- _WHAT THE TASK REQUIRES_: Copy the data below exactly.

* begin GIVEN RECORDS *

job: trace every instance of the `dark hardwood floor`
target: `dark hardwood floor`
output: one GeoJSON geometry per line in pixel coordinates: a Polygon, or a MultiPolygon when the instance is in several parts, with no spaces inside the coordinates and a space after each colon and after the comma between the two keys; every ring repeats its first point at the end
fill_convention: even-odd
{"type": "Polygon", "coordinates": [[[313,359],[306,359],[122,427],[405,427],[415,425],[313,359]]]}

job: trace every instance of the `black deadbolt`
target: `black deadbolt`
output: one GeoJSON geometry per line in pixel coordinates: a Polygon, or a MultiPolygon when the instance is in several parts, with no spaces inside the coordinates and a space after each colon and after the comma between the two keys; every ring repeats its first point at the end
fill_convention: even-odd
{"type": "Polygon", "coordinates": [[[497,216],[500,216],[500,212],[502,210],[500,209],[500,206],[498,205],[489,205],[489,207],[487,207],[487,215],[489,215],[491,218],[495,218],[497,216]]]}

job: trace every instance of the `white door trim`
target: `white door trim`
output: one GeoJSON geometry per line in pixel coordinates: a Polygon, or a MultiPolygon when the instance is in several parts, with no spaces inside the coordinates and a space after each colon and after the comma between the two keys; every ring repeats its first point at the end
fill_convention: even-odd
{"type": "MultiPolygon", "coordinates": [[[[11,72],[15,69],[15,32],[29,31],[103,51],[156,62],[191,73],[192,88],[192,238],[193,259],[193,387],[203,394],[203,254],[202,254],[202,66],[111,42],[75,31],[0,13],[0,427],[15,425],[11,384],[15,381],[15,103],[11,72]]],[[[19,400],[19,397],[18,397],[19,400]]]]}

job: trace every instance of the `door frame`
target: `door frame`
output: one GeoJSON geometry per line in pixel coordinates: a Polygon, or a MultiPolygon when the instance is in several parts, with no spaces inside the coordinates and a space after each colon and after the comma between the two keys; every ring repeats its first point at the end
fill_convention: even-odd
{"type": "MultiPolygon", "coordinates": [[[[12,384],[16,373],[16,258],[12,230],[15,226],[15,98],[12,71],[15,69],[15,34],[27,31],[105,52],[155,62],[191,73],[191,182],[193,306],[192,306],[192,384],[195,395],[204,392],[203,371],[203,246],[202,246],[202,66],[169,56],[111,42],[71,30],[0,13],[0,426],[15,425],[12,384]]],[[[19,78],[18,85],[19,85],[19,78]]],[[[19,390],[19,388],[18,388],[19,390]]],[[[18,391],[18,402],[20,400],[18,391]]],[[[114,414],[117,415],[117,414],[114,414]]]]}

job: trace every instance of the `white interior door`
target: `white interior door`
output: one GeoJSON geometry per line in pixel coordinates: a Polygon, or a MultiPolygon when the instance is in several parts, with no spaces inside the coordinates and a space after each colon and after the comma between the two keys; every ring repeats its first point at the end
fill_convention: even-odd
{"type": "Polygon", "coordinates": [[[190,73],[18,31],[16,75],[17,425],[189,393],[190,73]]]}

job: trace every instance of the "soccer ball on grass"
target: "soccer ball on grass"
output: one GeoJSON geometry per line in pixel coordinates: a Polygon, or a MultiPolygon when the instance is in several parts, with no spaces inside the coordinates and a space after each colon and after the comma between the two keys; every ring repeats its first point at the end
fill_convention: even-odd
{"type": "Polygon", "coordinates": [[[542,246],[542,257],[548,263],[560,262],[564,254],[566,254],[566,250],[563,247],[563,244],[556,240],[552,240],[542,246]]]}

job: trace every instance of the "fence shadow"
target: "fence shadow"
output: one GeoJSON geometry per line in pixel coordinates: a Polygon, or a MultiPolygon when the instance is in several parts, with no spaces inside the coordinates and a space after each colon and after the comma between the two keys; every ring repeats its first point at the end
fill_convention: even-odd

* end GIVEN RECORDS *

- _THE COMPLETED TASK_:
job: trace every instance of the `dark hardwood floor`
target: `dark hardwood floor`
output: one GeoJSON geometry per line in pixel coordinates: a Polygon, or a MultiPolygon when the instance is in several parts, with no spaces inside the coordinates and a space after each colon and after the comma between the two keys; every ring repeats its first point at the end
fill_convention: even-odd
{"type": "Polygon", "coordinates": [[[313,359],[306,359],[122,427],[405,427],[415,425],[313,359]]]}

job: trace every instance of the `black deadbolt`
target: `black deadbolt`
output: one GeoJSON geometry per line in pixel coordinates: a Polygon, or a MultiPolygon when the instance is in several parts, with no spaces inside the coordinates and a space after each colon and after the comma between the two keys; every ring repeats its first point at the end
fill_convention: even-odd
{"type": "Polygon", "coordinates": [[[497,216],[500,216],[500,212],[502,210],[500,209],[500,206],[498,205],[489,205],[489,207],[487,207],[487,215],[489,215],[491,218],[495,218],[497,216]]]}

job: trace every instance of the `white door trim`
target: `white door trim`
output: one GeoJSON geometry per line in pixel coordinates: a Polygon, or a MultiPolygon when the instance is in several parts, with no spaces inside the coordinates and a space after each colon and after the comma between the two keys; every ring repeats its first point at the end
fill_convention: even-odd
{"type": "MultiPolygon", "coordinates": [[[[11,72],[15,69],[15,32],[29,31],[103,51],[156,62],[191,73],[192,88],[192,238],[193,259],[193,387],[203,394],[203,254],[202,254],[202,66],[111,42],[75,31],[0,13],[0,427],[15,425],[11,384],[15,381],[15,103],[11,72]]],[[[19,400],[19,397],[18,397],[19,400]]]]}

job: trace every instance of the `door frame`
target: `door frame`
output: one GeoJSON geometry per line in pixel coordinates: a Polygon, or a MultiPolygon when the instance is in several parts, with no spaces inside the coordinates and a space after each colon and after the comma between the two keys; every ring repeats its first point at the end
fill_convention: even-odd
{"type": "MultiPolygon", "coordinates": [[[[12,384],[16,373],[16,258],[12,230],[15,226],[15,98],[12,71],[15,69],[15,34],[27,31],[105,52],[155,62],[191,73],[191,182],[193,306],[192,306],[192,384],[195,395],[204,392],[203,371],[203,246],[202,246],[202,66],[169,56],[111,42],[71,30],[0,13],[0,426],[15,425],[12,384]]],[[[19,78],[18,85],[19,85],[19,78]]],[[[19,390],[19,388],[18,388],[19,390]]],[[[18,391],[18,402],[20,400],[18,391]]],[[[114,414],[117,415],[117,414],[114,414]]]]}

job: trace every instance of the `white interior door`
target: `white interior door`
output: one GeoJSON geometry per line in pixel coordinates: a Polygon, or a MultiPolygon when the instance is in several parts, with no spaces inside the coordinates and a space after each colon and after the comma between the two keys; every ring repeats its first point at the end
fill_convention: even-odd
{"type": "Polygon", "coordinates": [[[190,73],[18,31],[16,75],[17,425],[189,393],[190,73]]]}

job: trace every instance of the "soccer ball on grass"
target: "soccer ball on grass"
output: one GeoJSON geometry per line in pixel coordinates: a Polygon, or a MultiPolygon when the instance is in several parts, with no spaces inside the coordinates and a space after each colon and after the comma between the two keys; every ring repeats its first point at the end
fill_convention: even-odd
{"type": "Polygon", "coordinates": [[[542,246],[542,257],[548,263],[560,262],[564,254],[566,254],[566,250],[563,247],[563,244],[556,240],[552,240],[542,246]]]}

job: trace every instance of the "fence shadow"
target: "fence shadow"
output: one GeoJSON geometry per line in pixel coordinates: a Polygon, or a MultiPolygon when the instance is in several parts, with no spaces inside the coordinates and a space after each colon and after the comma between the two keys; every ring repeats its first point at the end
fill_convention: even-odd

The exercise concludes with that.